SUPPLIED PASSAGE:

# water charges -apartments and tenants.



## oldnick (2 Aug 2013)

I can't seem to find any definitive info regarding how apartments will be charged for water usage other than a general opinion that they will not be individually metered and thus not individually charged.

I'm not even sure whether the owner or the tenant will be legally liable to pay water charges.I'm assuming the tenant/occupier, but as logic fails the authorities in these cases (as per the property charge) I'm uncertain.

If anyone has any concrete information I'd be most grateful. I've already advised tenants that there'll be a slight increase in rent based on a combination of my greed and the property charge (which may or may not be tax deductible ).

I think it behoves all LLs to make sure tenants understand  that they will also be paying an extra €200/300 ?? P.A.per apt from January 2014.
Or will it be 2015?

Any facts or thoughts welcome.


----------



## Woodie (2 Aug 2013)

I don't believe that there is a hard and fast rule yet.

RECORDS SUPPLIED:
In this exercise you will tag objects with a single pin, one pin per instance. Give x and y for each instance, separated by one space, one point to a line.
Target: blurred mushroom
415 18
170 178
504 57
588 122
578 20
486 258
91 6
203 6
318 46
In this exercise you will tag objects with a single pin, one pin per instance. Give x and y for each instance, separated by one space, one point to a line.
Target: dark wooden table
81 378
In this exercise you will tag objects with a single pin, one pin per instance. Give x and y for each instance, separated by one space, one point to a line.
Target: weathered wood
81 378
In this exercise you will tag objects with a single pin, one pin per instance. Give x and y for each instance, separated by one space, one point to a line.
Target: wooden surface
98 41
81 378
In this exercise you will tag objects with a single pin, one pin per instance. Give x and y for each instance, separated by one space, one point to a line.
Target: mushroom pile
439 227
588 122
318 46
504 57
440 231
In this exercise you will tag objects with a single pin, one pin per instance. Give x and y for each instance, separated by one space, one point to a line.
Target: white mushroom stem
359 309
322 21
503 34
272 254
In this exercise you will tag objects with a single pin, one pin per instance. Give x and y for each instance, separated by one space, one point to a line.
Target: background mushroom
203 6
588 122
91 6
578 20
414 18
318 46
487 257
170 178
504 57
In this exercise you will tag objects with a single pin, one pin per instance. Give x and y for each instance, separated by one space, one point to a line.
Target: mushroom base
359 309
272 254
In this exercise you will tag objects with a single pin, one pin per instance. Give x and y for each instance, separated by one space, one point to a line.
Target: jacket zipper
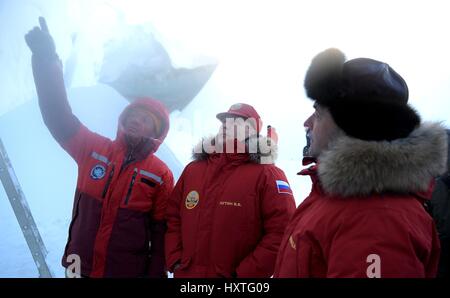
111 174
130 188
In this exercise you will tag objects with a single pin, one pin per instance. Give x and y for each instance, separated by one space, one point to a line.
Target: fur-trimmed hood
353 167
259 157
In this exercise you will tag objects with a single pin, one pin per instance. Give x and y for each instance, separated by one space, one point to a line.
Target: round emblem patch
236 106
98 172
192 199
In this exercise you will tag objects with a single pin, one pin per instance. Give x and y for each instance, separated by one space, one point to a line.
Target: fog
199 57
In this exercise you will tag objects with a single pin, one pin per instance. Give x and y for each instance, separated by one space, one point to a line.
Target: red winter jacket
365 216
121 193
226 217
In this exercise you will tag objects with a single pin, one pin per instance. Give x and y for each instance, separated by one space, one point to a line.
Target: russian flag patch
283 187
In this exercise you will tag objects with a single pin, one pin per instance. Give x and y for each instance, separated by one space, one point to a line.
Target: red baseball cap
242 110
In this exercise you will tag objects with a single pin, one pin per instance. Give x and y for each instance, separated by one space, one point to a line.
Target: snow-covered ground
263 51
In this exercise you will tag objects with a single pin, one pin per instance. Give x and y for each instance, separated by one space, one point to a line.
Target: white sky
263 49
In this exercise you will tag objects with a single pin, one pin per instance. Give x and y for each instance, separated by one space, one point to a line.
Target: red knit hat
242 110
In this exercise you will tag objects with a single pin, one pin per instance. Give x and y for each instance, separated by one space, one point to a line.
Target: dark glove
41 42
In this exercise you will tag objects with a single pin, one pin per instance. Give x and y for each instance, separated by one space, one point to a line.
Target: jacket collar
200 153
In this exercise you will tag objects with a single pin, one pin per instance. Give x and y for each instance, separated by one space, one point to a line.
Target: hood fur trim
353 167
199 152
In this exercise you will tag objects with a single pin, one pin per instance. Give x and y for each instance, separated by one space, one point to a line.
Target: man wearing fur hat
228 211
375 163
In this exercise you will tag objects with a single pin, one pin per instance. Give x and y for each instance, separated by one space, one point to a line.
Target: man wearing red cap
229 209
122 187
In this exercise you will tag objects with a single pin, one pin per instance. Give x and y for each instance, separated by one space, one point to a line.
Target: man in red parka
375 163
122 187
229 209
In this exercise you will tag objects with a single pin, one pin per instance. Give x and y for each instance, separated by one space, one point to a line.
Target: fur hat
367 99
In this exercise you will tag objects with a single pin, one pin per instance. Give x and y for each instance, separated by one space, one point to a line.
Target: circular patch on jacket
236 106
192 199
98 172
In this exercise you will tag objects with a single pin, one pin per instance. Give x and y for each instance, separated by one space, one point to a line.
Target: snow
263 51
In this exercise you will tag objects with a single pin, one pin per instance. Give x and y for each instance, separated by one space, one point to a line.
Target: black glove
41 42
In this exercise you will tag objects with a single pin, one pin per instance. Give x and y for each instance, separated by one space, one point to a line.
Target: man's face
322 130
139 124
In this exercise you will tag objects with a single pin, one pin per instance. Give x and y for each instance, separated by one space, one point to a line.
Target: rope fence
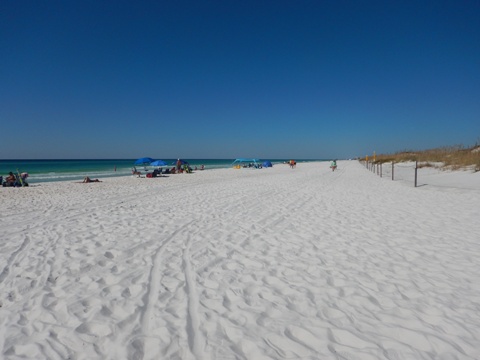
395 171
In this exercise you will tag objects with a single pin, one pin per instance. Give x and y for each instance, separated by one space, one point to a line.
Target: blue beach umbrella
158 163
143 161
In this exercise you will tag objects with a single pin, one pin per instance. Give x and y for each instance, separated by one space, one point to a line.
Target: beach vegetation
449 157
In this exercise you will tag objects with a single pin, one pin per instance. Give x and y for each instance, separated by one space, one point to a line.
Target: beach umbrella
158 163
143 161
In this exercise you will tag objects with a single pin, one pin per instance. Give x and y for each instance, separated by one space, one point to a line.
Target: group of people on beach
14 180
181 167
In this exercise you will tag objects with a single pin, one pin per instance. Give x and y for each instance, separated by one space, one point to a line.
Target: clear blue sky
226 79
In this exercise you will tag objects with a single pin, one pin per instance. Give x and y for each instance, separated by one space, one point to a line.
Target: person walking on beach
333 165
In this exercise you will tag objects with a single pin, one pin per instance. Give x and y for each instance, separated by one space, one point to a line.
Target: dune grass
452 157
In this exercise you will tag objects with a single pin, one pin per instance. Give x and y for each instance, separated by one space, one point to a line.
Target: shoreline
271 263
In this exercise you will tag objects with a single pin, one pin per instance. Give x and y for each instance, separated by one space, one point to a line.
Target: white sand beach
276 263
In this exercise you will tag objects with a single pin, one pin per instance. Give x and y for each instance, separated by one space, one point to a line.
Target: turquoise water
74 170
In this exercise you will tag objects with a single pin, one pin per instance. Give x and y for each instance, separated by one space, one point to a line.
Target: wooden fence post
416 167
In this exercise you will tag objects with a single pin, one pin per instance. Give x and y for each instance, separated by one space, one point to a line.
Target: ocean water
74 170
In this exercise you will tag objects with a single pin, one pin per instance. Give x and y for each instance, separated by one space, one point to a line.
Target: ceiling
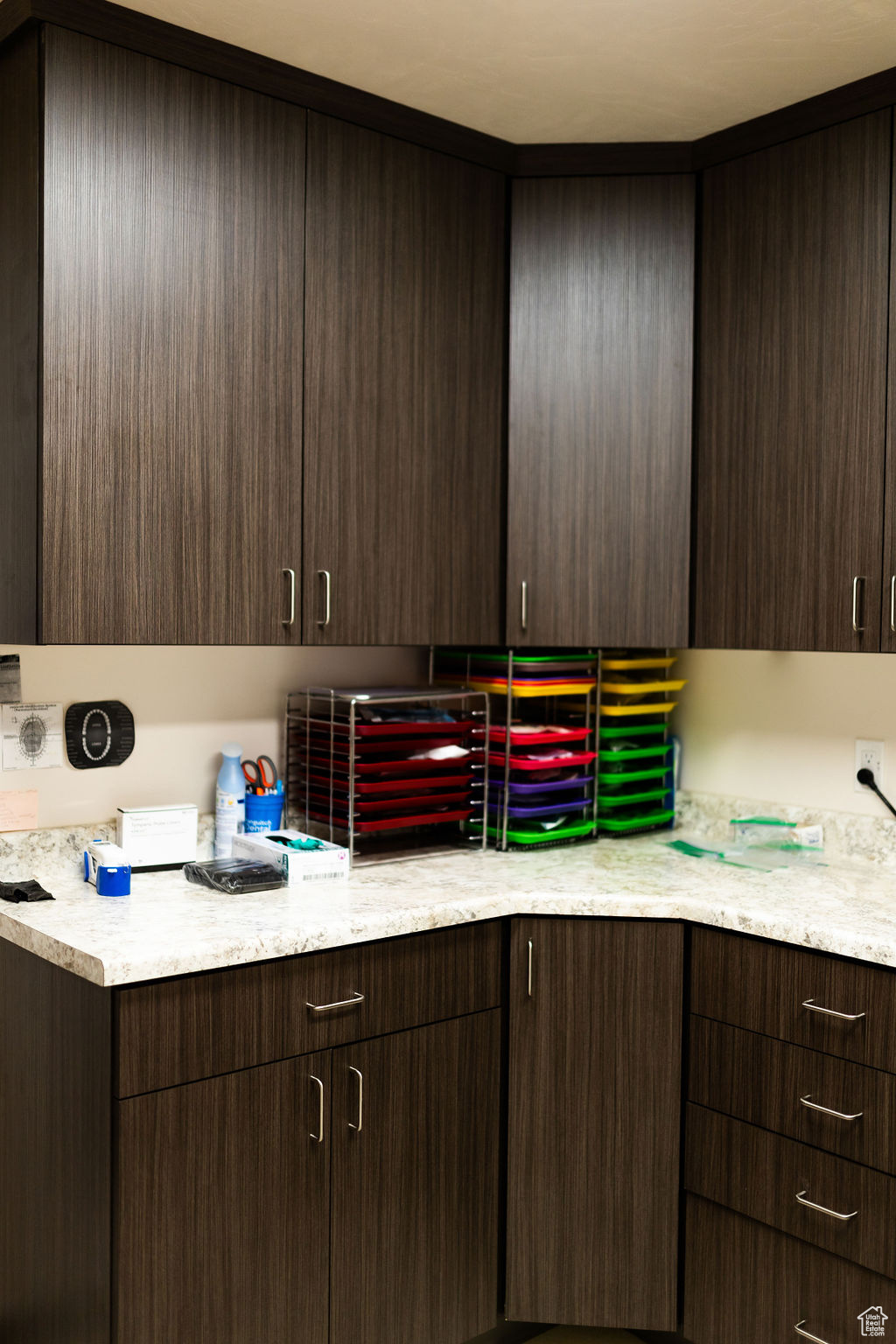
566 70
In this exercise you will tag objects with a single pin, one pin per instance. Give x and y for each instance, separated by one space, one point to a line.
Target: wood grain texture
175 1031
572 160
55 1160
223 60
873 93
172 353
594 1123
746 1284
19 335
792 393
599 421
403 386
416 1191
222 1210
763 987
760 1081
760 1175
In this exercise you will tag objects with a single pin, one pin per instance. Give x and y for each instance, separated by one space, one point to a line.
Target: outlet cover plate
870 756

TASK LIST:
1. From the water charges thread, extract everything from "# water charges" down to "from January 2014.", word for word.
2. Please pick up the forum thread on apartment water charges where it stops and keep it going.

REPLIES:
1.
# water charges -apartments and tenants.



## oldnick (2 Aug 2013)

I can't seem to find any definitive info regarding how apartments will be charged for water usage other than a general opinion that they will not be individually metered and thus not individually charged.

I'm not even sure whether the owner or the tenant will be legally liable to pay water charges.I'm assuming the tenant/occupier, but as logic fails the authorities in these cases (as per the property charge) I'm uncertain.

If anyone has any concrete information I'd be most grateful. I've already advised tenants that there'll be a slight increase in rent based on a combination of my greed and the property charge (which may or may not be tax deductible ).

I think it behoves all LLs to make sure tenants understand  that they will also be paying an extra €200/300 ?? P.A.per apt from January 2014.

2.
Given that it will take several years to meter everyone you can assume a flat charge for metered homes including apartments.  Some homes and some apartment complexes cannot be metered because  the regulations did not demand an separate feed to each property. Probably it could be  possible technically to meter in the home but because of liability of the water company for the pipes to the point of the meter it is likely that some homes will never be metered.
n the UK the where metering is still not complete after many years the flat charge is usual, however experience is that usually the metered home pays less because you can monitor usage. If you look to their model it is a mixture of standing charge and a value based on rates.  So you can assume a standing charge to start and then something linked to the property tax.


----------



## Sunny (2 Aug 2013)

The tenants are responsible. Most new lease agreements have carried that clause for a while now since the legislation was mooted. 

Not sure how apartments will be charged. Imagine it will be flat rate. Whole thing will turn into usual Irish farce!


----------



## jdwex (2 Aug 2013)

The problem with apartments is that it is one public water supply entering a private system For example many complexes would have large water tanks fed by a public main that would then feed individual apartments. Where do you meter that  ?


----------



## Sunny (2 Aug 2013)

jdwex said:


> The problem with apartments is that it is one public water supply entering a private system For example many complexes would have large water tanks fed by a public main that would then feed individual apartments. Where do you meter that  ?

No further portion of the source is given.